Work to complete.
Each of the entries below needs to be given again exactly.

Information supplied.
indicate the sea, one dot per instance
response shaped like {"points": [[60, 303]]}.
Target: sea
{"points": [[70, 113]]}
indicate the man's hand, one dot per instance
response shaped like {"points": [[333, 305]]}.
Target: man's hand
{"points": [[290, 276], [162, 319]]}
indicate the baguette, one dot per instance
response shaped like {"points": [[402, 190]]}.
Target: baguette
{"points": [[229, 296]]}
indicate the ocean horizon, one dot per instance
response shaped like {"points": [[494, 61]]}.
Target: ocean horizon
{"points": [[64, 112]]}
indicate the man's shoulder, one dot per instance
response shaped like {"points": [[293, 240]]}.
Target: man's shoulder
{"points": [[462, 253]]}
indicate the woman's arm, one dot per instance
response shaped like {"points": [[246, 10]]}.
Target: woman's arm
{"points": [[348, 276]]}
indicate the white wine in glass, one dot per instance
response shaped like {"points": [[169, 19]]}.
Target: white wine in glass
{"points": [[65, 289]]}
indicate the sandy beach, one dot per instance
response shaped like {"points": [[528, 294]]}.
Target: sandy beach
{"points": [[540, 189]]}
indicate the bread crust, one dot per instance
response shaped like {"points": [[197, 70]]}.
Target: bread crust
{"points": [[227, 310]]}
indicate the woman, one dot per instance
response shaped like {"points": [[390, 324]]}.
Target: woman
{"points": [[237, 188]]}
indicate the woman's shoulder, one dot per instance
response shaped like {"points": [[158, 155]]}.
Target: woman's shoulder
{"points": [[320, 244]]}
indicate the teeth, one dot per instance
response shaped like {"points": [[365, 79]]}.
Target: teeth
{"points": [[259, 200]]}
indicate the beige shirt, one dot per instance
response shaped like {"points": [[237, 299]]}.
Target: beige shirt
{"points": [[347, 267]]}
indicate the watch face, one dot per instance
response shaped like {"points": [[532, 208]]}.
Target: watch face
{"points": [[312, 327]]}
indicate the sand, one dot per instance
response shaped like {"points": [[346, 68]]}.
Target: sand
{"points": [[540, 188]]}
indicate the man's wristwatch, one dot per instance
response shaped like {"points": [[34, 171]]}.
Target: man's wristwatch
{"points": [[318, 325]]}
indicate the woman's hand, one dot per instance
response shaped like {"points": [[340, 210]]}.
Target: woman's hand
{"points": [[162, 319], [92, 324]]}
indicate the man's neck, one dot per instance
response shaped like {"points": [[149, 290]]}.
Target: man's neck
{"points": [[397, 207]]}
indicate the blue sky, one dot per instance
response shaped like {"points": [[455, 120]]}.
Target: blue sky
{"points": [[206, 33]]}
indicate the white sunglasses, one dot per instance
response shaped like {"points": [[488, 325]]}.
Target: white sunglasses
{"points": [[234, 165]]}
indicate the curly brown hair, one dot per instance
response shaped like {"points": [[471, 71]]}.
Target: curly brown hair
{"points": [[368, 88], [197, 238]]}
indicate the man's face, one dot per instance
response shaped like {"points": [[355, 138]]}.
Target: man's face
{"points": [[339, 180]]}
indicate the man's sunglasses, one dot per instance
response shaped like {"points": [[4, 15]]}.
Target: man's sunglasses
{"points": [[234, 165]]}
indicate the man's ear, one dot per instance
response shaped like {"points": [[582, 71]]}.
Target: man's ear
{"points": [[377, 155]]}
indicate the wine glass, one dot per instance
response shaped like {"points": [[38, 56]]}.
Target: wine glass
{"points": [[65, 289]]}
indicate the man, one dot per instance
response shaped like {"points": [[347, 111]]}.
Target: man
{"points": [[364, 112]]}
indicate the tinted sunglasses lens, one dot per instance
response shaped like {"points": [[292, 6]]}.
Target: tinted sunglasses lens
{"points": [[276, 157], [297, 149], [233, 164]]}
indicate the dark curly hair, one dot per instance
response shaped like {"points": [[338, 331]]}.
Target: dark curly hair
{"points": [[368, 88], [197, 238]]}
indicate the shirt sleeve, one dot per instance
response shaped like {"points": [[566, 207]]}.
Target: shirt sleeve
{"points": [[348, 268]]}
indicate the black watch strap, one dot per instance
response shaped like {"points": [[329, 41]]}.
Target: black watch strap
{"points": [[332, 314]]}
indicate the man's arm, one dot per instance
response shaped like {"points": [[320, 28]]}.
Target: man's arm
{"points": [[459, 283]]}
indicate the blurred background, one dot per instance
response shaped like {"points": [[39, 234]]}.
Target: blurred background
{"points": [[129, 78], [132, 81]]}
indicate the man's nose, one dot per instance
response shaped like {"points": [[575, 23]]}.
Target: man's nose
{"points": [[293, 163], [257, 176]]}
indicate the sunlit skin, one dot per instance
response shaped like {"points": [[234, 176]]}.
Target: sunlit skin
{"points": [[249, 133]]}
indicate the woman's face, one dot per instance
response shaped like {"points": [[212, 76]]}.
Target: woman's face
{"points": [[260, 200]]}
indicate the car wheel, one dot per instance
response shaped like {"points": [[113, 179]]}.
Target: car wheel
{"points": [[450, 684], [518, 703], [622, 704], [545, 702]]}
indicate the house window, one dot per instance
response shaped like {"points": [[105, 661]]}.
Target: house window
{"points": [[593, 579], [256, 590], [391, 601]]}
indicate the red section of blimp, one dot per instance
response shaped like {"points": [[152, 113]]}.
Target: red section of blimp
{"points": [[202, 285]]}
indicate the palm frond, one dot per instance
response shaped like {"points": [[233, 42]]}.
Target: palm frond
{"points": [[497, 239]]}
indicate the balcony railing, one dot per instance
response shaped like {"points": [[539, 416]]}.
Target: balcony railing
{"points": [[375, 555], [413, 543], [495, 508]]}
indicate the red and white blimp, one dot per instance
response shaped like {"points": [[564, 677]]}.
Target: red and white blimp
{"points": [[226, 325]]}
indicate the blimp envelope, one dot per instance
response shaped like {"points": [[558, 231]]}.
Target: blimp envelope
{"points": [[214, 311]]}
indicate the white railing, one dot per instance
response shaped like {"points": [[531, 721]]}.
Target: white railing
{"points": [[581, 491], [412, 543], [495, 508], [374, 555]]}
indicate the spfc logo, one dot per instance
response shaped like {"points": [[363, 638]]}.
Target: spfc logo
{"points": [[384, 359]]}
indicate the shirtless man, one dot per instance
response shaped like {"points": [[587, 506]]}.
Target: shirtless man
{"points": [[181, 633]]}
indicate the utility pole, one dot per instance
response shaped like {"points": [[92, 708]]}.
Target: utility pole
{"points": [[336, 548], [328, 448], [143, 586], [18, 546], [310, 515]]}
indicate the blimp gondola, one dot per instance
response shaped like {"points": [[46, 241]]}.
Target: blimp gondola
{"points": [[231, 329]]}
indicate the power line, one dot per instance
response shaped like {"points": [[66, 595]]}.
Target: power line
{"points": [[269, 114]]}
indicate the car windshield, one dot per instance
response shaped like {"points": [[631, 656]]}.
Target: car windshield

Response to the task.
indicate the sea, one dot per instance
response shaped like {"points": [[60, 303]]}.
Target: sea
{"points": [[70, 113]]}
indicate the man's hand, one dot per instance
response shaped like {"points": [[333, 305]]}.
Target: man's hand
{"points": [[290, 276], [162, 319]]}
indicate the baguette, one dot per instance
response shaped like {"points": [[402, 190]]}.
Target: baguette
{"points": [[229, 296]]}
indicate the ocean horizon, one dot per instance
response shaped like {"points": [[494, 61]]}.
Target: ocean horizon
{"points": [[64, 112]]}
indicate the man's shoulder, one dot per instance
response shaped like {"points": [[293, 240]]}.
Target: man's shoulder
{"points": [[462, 253]]}
indicate the woman's arm, one dot per instance
response shaped like {"points": [[246, 10]]}.
Target: woman's arm
{"points": [[348, 276]]}
indicate the white wine in glass, one dot per instance
response shaped like {"points": [[169, 19]]}.
Target: white wine in glass
{"points": [[65, 289]]}
indicate the sandy beach, one dot per instance
response shaped like {"points": [[528, 294]]}.
Target: sandy beach
{"points": [[540, 189]]}
indicate the bread crust, one dot per instance
response shaped like {"points": [[197, 70]]}.
Target: bread crust
{"points": [[227, 310]]}
indicate the woman, one dot per instance
response shaped like {"points": [[390, 324]]}.
Target: woman
{"points": [[237, 188]]}
indicate the woman's shoulder, one dot per instance
response shaped like {"points": [[158, 155]]}.
Target: woman's shoulder
{"points": [[320, 244]]}
indicate the teeth, one dot per instance
response shaped like {"points": [[365, 79]]}.
Target: teeth
{"points": [[259, 200]]}
indicate the beige shirt, one dot per instance
response shaped like {"points": [[237, 299]]}.
Target: beige shirt
{"points": [[347, 267]]}
indicate the watch face, one dot per instance
response shaped like {"points": [[532, 208]]}.
Target: watch face
{"points": [[312, 327]]}
indicate the sand, one dot per instance
response shaped like {"points": [[346, 68]]}.
Target: sand
{"points": [[540, 188]]}
indicate the man's wristwatch, one dot per instance
response shaped like {"points": [[34, 171]]}.
Target: man's wristwatch
{"points": [[318, 325]]}
indicate the woman's hand, one dot per instance
response shaped like {"points": [[340, 210]]}.
Target: woman's hand
{"points": [[162, 319], [92, 324]]}
indicate the man's neck, one dot per instance
response shaped like {"points": [[149, 290]]}.
Target: man's neck
{"points": [[397, 207]]}
indicate the blue sky, one dot per instance
response shaped like {"points": [[455, 120]]}.
Target: blue sky
{"points": [[206, 33]]}
indicate the white sunglasses, one dot per instance
response shaped like {"points": [[488, 325]]}.
Target: white sunglasses
{"points": [[234, 165]]}
indicate the curly brown hair, one dot per instance
response shaped like {"points": [[471, 71]]}.
Target: curly brown hair
{"points": [[368, 88], [197, 238]]}
indicate the man's face, one dot per instance
response shaped like {"points": [[355, 138]]}.
Target: man's face
{"points": [[339, 180]]}
indicate the man's sunglasses, one dot per instance
response shaped like {"points": [[4, 15]]}.
Target: man's sunglasses
{"points": [[234, 165]]}
indicate the man's ear, one dot per instance
response shaped like {"points": [[582, 71]]}.
Target: man's ear
{"points": [[377, 155]]}
indicate the wine glass, one dot per instance
response shaped like {"points": [[38, 56]]}.
Target: wine glass
{"points": [[65, 289]]}
indicate the man, one dot per instance
response shaped like {"points": [[347, 111]]}.
Target: man
{"points": [[364, 112]]}
indicate the tinted sunglasses lens, one dot per instance
response shaped like {"points": [[292, 6]]}.
Target: tinted sunglasses lens
{"points": [[276, 157], [297, 149], [233, 164]]}
indicate the dark curly hair, one dot per instance
response shaped like {"points": [[338, 331]]}.
Target: dark curly hair
{"points": [[368, 88], [197, 238]]}
indicate the shirt sleeve, one dot per instance
response shaped like {"points": [[566, 207]]}.
Target: shirt sleeve
{"points": [[348, 268]]}
indicate the black watch strap, one dot per instance
response shaped like {"points": [[329, 41]]}.
Target: black watch strap
{"points": [[332, 314]]}
indicate the man's arm, one dot per instance
response shaped like {"points": [[320, 28]]}.
Target: man's arm
{"points": [[459, 283]]}
indicate the blurred background, one dot per instance
response shaped like {"points": [[39, 234]]}.
Target: blurred background
{"points": [[129, 78], [132, 81]]}
indicate the man's nose, one dot per instance
response shaped like {"points": [[575, 23]]}.
Target: man's nose
{"points": [[293, 163], [257, 176]]}
indicate the sunlit skin, one dot per instance
response shaped like {"points": [[234, 176]]}.
Target: sunlit skin
{"points": [[249, 133]]}
indicate the woman's face, one dot per instance
response shaped like {"points": [[212, 76]]}.
Target: woman's face
{"points": [[260, 200]]}
indicate the car wheel, one dot per instance
response shaped like {"points": [[113, 179]]}.
Target: car wheel
{"points": [[450, 684], [518, 703], [622, 704], [545, 702]]}
indicate the house window, one dot per instance
response shaped like {"points": [[105, 661]]}.
Target: house window
{"points": [[593, 579], [256, 590], [391, 601]]}
indicate the red section of blimp, one dot per instance
response shaped like {"points": [[152, 113]]}.
Target: red section of blimp
{"points": [[202, 285]]}
indicate the palm frond, one dot per instance
response shaped like {"points": [[233, 42]]}.
Target: palm frond
{"points": [[497, 239]]}
indicate the balcony railing, one dot per instance
response shaped like {"points": [[539, 416]]}.
Target: balcony railing
{"points": [[375, 555], [413, 543], [495, 508]]}
indicate the red and white blimp, one dot per instance
response shaped like {"points": [[564, 677]]}.
Target: red and white blimp
{"points": [[226, 325]]}
indicate the blimp envelope, one dot per instance
response shaped like {"points": [[558, 231]]}.
Target: blimp envelope
{"points": [[214, 311]]}
indicate the white railing, one dot per instance
response shaped like {"points": [[531, 721]]}.
Target: white railing
{"points": [[581, 491], [412, 543], [495, 508], [374, 555]]}
indicate the spfc logo, one dot per instance
response shaped like {"points": [[363, 638]]}.
Target: spfc logo
{"points": [[384, 359]]}
indicate the shirtless man, one dot per instance
response shaped like {"points": [[587, 506]]}.
Target: shirtless man
{"points": [[181, 633]]}
indicate the utility pole, one dot per instance
response shaped like {"points": [[92, 708]]}.
Target: utility pole
{"points": [[336, 548], [328, 448], [143, 586], [18, 546], [310, 515]]}
indicate the blimp gondola, one dot per instance
response shaped like {"points": [[46, 241]]}.
Target: blimp gondola
{"points": [[231, 329]]}
indicate the power line, one dot per instance
response shaped like {"points": [[66, 595]]}.
Target: power line
{"points": [[269, 114]]}
indicate the car windshield, one dot per instance
response shaped like {"points": [[631, 656]]}.
Target: car windshield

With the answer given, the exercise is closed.